Data listing
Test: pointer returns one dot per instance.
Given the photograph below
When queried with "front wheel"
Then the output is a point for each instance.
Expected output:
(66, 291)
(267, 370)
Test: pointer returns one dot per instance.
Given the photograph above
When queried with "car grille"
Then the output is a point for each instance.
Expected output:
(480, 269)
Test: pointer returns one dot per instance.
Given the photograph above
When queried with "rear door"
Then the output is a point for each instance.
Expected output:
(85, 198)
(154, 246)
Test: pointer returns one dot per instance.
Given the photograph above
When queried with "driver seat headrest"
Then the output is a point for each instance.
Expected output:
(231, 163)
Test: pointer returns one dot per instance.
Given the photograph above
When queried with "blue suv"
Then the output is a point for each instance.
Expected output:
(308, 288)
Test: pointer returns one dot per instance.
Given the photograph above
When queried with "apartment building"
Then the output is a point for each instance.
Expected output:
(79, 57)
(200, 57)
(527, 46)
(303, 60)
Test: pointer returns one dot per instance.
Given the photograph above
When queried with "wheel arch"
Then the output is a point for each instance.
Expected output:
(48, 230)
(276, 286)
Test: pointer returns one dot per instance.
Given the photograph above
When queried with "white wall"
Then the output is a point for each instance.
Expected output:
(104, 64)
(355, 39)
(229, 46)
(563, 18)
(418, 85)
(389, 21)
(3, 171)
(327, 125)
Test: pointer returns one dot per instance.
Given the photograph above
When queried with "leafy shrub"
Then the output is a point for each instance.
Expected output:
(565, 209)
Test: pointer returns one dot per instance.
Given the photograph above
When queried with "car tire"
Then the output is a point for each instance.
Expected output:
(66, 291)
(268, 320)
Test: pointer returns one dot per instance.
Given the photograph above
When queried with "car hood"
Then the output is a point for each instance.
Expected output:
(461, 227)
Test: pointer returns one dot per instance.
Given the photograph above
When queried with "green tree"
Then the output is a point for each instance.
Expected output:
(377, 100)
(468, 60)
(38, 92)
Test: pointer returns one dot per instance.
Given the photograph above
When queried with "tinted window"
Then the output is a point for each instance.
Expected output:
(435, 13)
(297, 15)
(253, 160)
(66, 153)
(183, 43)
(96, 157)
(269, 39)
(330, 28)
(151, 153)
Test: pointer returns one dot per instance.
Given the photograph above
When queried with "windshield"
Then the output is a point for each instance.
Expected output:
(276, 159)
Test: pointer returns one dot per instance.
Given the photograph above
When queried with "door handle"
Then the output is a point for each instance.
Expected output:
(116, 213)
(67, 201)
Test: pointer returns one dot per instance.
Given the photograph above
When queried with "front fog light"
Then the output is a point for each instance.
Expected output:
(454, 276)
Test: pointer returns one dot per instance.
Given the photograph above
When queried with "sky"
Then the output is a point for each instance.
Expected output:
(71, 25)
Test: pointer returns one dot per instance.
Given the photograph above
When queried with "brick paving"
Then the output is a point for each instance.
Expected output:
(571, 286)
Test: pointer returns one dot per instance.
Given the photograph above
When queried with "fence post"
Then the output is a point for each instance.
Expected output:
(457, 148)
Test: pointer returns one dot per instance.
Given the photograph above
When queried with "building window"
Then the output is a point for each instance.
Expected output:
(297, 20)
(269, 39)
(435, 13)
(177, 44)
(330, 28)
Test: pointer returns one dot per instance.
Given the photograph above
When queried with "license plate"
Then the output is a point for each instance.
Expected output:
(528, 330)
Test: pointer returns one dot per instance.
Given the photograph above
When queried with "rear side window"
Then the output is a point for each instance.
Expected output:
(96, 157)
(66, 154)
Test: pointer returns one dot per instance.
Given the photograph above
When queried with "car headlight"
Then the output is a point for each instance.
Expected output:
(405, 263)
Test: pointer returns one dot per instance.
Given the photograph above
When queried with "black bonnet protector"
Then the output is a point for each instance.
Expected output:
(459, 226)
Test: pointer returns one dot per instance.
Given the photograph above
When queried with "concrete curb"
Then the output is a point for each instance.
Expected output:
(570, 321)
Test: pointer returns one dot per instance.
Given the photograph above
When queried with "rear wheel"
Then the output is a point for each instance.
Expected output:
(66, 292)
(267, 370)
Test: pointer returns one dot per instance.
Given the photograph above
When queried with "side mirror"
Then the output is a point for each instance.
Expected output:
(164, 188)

Set problem
How many lines of the data above contain the word "door"? Reply with the number alone.

Written response
2